### Extracted data
====
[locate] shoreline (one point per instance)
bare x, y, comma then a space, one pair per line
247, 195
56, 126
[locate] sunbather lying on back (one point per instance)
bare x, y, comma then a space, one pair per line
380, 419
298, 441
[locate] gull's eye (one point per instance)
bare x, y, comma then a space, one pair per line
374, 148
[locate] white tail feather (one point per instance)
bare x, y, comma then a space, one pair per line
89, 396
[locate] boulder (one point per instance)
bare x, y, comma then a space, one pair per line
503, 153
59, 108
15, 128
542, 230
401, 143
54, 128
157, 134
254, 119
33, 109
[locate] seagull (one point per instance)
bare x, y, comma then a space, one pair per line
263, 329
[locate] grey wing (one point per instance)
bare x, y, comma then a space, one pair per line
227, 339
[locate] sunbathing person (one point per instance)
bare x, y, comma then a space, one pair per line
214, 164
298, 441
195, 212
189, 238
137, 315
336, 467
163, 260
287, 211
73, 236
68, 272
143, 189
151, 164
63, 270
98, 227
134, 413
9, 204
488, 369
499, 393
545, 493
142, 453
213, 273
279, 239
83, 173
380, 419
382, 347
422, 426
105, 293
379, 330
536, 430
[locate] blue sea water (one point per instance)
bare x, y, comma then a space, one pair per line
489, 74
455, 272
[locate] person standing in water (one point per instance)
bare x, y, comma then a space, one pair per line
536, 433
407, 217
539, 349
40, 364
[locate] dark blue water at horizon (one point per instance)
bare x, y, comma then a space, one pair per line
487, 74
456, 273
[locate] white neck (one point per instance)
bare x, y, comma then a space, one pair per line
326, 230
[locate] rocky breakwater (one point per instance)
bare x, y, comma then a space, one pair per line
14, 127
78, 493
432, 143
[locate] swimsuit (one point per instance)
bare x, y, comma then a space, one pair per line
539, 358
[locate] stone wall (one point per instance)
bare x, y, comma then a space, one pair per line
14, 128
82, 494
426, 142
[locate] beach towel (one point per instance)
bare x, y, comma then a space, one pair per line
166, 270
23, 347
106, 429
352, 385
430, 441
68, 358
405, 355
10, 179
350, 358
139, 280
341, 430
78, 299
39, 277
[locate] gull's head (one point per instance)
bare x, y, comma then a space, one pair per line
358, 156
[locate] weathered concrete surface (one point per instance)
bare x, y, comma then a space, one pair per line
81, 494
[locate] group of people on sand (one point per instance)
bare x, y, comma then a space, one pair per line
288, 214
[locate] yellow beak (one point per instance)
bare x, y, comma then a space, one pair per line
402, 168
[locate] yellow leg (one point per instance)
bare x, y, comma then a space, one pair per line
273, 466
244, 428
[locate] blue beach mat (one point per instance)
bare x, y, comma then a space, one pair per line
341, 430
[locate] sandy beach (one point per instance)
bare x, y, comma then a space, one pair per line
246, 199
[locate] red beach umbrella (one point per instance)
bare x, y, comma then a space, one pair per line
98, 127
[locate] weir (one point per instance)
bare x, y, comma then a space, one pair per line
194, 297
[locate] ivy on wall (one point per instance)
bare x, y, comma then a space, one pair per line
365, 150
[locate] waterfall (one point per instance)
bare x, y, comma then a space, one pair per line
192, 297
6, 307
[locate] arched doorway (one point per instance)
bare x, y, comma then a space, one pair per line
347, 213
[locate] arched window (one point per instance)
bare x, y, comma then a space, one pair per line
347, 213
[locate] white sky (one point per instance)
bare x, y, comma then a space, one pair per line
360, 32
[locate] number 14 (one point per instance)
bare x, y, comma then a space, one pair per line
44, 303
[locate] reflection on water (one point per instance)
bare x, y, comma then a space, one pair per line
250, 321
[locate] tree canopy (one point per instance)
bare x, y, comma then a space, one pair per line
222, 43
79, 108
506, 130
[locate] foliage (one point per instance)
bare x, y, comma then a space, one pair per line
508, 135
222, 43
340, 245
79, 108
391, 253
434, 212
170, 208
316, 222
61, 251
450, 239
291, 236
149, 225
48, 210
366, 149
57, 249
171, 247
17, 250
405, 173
====
### Exercise
Each line of the listing should be copied exactly, with none left out.

### Response to the task
[locate] shoreline (one point per instance)
bare x, y, comma then a space, one pair per line
247, 195
56, 126
[locate] sunbather lying on back (one point per instance)
bare x, y, comma then a space, one pair per line
380, 419
298, 441
[locate] gull's eye (one point per instance)
bare x, y, comma then a space, one pair per line
374, 148
[locate] white tail feather (one point per instance)
bare x, y, comma then a space, one pair per line
89, 396
[locate] boulder (one point per instance)
bare x, y, comma then a space, one pair per line
503, 153
59, 108
15, 128
542, 230
401, 143
54, 128
157, 134
254, 119
33, 109
[locate] seagull (one point per instance)
bare x, y, comma then a space, one pair per line
263, 329
[locate] grey wing (one point per instance)
bare x, y, comma then a space, one pair per line
227, 339
[locate] sunbathing person (one point per instance)
bare x, y, comma then a space, one pair per line
214, 164
298, 441
195, 212
189, 238
137, 315
336, 467
163, 260
287, 211
73, 236
68, 272
143, 189
151, 164
63, 270
98, 227
134, 413
9, 204
488, 369
499, 393
545, 493
142, 453
213, 273
279, 239
83, 173
380, 419
382, 347
422, 426
105, 293
379, 330
536, 430
[locate] blue sea water (one point per instance)
bare x, y, comma then a space, one pair per line
489, 74
455, 272
[locate] person standing in water (one point per instance)
bare x, y, comma then a space, one pair per line
536, 433
407, 217
539, 349
40, 364
[locate] dark blue water at horizon (one point per instance)
bare x, y, comma then a space, one pair per line
487, 74
456, 273
[locate] white neck (one point per instance)
bare x, y, comma then a space, one pair per line
326, 230
[locate] rocky breakwater (one point per instance)
bare x, y, comma then a space, one pair per line
14, 127
78, 493
432, 143
[locate] swimsuit (one point per instance)
bare x, y, comma then a space, one pair per line
539, 358
[locate] stone wall (one point per instance)
bare x, y, comma then a space, one pair per line
14, 128
82, 494
426, 142
[locate] beach towel (one point per instance)
bare x, y, comma then a space, one pair per line
166, 270
23, 347
106, 429
352, 385
430, 441
68, 358
405, 355
10, 179
350, 358
139, 280
341, 430
78, 299
39, 277
[locate] gull's head (one point per instance)
bare x, y, comma then a space, one pair per line
358, 156
[locate] weathered concrete surface (one point per instance)
bare x, y, comma then a space, one pair per line
81, 494
[locate] group of people on sand (one point per instance)
bare x, y, comma then a space, one pair per line
288, 214
[locate] yellow beak (one point per instance)
bare x, y, comma then a space, one pair per line
402, 168
[locate] yellow leg (one point per instance)
bare x, y, comma then a space, one pair per line
273, 466
244, 428
[locate] blue beach mat (one point per instance)
bare x, y, comma then a space, one pair per line
341, 430
[locate] sandy beach (one point per instance)
bare x, y, comma then a space, one pair per line
246, 199
[locate] red beach umbrella (one point per instance)
bare x, y, comma then a space, one pair per line
98, 127
[locate] weir (one point per instance)
bare x, y, comma then a space, one pair per line
194, 297
[locate] ivy on wall (one point per instance)
bare x, y, comma then a space, one pair per line
365, 150
[locate] waterfall (one point per instance)
bare x, y, comma then a space, one pair per line
192, 297
6, 307
[locate] arched doorway (one point per instance)
bare x, y, comma then a space, one pair per line
347, 213
[locate] arched window (one point per instance)
bare x, y, comma then a space, one pair per line
347, 213
[locate] white sky (one point per instance)
bare x, y, comma then a space, one pair per line
360, 32
[locate] number 14 (one point per instance)
bare x, y, comma then a space, one pair per line
44, 303
[locate] reflection on water (one point per instance)
bare x, y, comma then a space, one pair per line
250, 321
[locate] tree canopy (one point per instance)
bare x, y, comma then a space, one pair per line
222, 43
79, 108
506, 130
[locate] foliage (one point per instance)
bare x, y, comma then a space, one pair per line
508, 135
222, 43
340, 245
79, 108
391, 253
434, 212
170, 208
316, 222
61, 251
450, 239
291, 236
149, 225
48, 210
366, 149
57, 249
171, 247
17, 250
405, 173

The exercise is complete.